▶ [Input data]
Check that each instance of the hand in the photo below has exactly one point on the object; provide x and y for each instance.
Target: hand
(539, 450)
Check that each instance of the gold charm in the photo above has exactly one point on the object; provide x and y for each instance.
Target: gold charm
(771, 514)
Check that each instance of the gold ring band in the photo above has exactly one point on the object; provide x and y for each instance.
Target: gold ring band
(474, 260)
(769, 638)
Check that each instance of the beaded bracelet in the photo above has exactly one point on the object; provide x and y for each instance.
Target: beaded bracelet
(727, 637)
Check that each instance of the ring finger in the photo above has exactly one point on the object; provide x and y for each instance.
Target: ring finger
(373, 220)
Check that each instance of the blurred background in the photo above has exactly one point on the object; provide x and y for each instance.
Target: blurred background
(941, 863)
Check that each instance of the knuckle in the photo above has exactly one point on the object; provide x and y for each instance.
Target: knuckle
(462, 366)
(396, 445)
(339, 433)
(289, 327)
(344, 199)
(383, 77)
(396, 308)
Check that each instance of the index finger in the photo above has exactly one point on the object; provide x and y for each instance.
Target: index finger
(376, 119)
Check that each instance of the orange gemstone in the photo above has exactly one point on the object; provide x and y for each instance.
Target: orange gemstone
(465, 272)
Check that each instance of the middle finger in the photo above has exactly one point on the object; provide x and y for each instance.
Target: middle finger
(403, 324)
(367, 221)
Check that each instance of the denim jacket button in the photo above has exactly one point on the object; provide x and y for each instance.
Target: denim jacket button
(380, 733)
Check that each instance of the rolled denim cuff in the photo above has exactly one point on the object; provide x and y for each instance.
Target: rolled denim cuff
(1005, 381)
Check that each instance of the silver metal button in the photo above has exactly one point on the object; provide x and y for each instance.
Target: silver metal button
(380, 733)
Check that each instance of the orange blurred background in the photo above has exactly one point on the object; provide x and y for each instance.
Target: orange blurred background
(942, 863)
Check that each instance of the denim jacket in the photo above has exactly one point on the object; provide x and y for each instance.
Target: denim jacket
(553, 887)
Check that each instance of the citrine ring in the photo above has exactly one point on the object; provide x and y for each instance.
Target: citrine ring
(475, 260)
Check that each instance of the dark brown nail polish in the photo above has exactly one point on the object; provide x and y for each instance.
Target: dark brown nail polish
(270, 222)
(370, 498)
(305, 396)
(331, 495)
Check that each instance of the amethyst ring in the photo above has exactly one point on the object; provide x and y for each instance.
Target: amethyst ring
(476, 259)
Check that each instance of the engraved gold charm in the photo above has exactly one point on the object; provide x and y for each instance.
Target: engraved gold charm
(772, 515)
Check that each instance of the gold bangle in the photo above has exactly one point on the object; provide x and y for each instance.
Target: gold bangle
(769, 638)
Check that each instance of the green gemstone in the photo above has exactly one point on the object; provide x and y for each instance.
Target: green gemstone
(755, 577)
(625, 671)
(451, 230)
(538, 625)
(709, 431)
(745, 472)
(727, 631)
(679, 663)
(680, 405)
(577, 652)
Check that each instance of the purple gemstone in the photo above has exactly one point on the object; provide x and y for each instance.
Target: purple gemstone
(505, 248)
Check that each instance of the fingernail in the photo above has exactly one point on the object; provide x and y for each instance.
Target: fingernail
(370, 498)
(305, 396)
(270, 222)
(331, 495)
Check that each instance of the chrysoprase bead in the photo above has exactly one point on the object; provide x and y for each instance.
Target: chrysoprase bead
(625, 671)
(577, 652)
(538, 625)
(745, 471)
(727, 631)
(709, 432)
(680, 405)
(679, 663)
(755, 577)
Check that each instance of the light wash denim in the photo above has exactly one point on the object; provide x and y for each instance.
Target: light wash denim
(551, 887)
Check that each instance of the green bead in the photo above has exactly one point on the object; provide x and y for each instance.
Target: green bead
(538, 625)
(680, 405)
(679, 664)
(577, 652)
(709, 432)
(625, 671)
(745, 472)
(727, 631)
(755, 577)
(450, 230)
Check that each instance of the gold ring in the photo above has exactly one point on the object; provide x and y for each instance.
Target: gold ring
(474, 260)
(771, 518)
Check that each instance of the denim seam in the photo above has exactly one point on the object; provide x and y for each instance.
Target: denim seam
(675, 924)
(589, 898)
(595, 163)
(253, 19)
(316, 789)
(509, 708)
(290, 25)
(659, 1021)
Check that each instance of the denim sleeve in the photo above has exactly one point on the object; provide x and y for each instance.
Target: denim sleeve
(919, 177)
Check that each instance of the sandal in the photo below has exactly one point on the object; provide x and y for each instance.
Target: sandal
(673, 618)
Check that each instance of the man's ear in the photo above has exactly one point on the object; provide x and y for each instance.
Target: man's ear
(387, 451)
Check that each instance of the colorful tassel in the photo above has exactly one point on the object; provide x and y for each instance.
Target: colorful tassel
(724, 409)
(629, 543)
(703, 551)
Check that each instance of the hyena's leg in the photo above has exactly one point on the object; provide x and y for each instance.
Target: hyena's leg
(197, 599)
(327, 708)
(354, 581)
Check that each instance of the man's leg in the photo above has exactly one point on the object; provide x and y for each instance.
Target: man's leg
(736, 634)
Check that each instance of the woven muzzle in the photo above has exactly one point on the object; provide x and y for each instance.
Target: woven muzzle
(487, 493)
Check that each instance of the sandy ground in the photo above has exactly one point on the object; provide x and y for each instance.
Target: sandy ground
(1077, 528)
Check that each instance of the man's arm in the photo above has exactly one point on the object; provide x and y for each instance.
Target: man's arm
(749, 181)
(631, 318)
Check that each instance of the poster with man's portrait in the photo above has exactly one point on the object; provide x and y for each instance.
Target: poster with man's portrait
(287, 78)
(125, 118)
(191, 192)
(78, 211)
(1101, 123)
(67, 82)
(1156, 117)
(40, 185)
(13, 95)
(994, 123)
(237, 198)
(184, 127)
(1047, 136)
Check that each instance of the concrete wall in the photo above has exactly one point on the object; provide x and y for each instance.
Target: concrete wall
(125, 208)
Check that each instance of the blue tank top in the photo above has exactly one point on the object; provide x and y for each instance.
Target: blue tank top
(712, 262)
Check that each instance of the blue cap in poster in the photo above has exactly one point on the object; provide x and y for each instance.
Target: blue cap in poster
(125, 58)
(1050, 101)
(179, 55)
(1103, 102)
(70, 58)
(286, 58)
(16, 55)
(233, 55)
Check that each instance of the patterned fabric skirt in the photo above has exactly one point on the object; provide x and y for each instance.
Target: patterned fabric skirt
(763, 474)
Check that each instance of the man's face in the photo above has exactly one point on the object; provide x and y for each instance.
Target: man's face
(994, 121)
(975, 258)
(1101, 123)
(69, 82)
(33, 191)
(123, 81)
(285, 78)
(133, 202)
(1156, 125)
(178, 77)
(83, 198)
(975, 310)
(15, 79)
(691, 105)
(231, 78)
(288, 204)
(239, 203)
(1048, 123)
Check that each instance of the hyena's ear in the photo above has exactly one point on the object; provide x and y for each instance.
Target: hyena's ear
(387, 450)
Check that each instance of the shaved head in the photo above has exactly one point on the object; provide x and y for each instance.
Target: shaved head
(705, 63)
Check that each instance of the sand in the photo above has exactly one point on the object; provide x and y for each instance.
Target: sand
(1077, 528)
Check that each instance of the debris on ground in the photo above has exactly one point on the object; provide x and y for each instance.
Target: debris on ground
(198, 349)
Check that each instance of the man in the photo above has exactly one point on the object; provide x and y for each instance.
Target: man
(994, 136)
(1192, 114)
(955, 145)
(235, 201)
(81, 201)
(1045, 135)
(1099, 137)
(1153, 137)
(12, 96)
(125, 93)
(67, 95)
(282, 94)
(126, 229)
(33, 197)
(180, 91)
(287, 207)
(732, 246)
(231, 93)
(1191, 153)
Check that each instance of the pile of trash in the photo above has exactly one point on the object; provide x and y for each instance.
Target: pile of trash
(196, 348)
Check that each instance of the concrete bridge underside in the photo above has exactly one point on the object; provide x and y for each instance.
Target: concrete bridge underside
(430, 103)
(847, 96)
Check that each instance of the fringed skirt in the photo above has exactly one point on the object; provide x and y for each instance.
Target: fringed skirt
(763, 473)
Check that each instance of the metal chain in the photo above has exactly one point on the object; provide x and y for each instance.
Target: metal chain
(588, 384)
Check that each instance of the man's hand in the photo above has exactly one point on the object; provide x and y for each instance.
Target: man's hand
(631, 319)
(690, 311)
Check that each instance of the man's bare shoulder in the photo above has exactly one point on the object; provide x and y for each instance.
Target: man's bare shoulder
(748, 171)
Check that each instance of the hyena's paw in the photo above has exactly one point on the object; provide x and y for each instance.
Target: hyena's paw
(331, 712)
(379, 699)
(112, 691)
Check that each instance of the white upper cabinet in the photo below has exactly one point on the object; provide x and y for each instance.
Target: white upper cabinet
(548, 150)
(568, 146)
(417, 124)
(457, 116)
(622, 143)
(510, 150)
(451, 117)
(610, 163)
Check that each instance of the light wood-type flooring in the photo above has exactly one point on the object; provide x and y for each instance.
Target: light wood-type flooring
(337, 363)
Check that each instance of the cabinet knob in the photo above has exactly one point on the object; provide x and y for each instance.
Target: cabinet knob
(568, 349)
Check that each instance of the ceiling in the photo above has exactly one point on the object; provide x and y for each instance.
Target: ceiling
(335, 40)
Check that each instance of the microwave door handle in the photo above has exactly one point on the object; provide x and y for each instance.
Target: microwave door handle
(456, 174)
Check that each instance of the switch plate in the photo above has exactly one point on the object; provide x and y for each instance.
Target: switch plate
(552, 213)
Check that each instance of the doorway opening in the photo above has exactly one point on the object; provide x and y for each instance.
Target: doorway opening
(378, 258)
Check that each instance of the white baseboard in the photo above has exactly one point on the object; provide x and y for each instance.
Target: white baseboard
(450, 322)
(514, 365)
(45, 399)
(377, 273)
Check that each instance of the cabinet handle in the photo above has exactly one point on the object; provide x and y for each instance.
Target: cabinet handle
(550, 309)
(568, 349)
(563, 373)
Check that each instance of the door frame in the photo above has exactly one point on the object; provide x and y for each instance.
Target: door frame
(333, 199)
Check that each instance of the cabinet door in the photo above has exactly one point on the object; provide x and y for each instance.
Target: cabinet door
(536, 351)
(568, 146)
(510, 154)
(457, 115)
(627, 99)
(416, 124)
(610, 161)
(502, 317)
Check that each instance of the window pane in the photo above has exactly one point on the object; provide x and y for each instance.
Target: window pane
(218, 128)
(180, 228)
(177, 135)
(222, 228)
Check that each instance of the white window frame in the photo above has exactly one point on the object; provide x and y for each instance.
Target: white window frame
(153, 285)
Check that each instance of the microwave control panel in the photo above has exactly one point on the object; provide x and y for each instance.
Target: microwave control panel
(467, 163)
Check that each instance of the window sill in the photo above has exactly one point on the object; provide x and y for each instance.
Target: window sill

▶ [What is needed]
Copy verbatim, from the listing above, each line from the one containing "Target: gold ring band" down to the one containing "Check that each instance of the knuckle", inclusive.

▶ [Reply to the task]
Target: gold ring band
(474, 260)
(769, 638)
Check that each instance of the beaded bracelet in the photo above has exactly one point on the object; provide x and y for each instance.
Target: beaded bracelet
(727, 637)
Check that each instance of the ring finger in the photo above has exactly one point on the object; provide x and y for each instance.
Target: ring finger
(373, 220)
Check that each instance of the blurred background in the photo above has exactly one point on the object; provide x and y for each instance.
Target: blurred background
(941, 863)
Check that each instance of the knuckle in the photo above has exactly one point on the object; provide x and y for each instance.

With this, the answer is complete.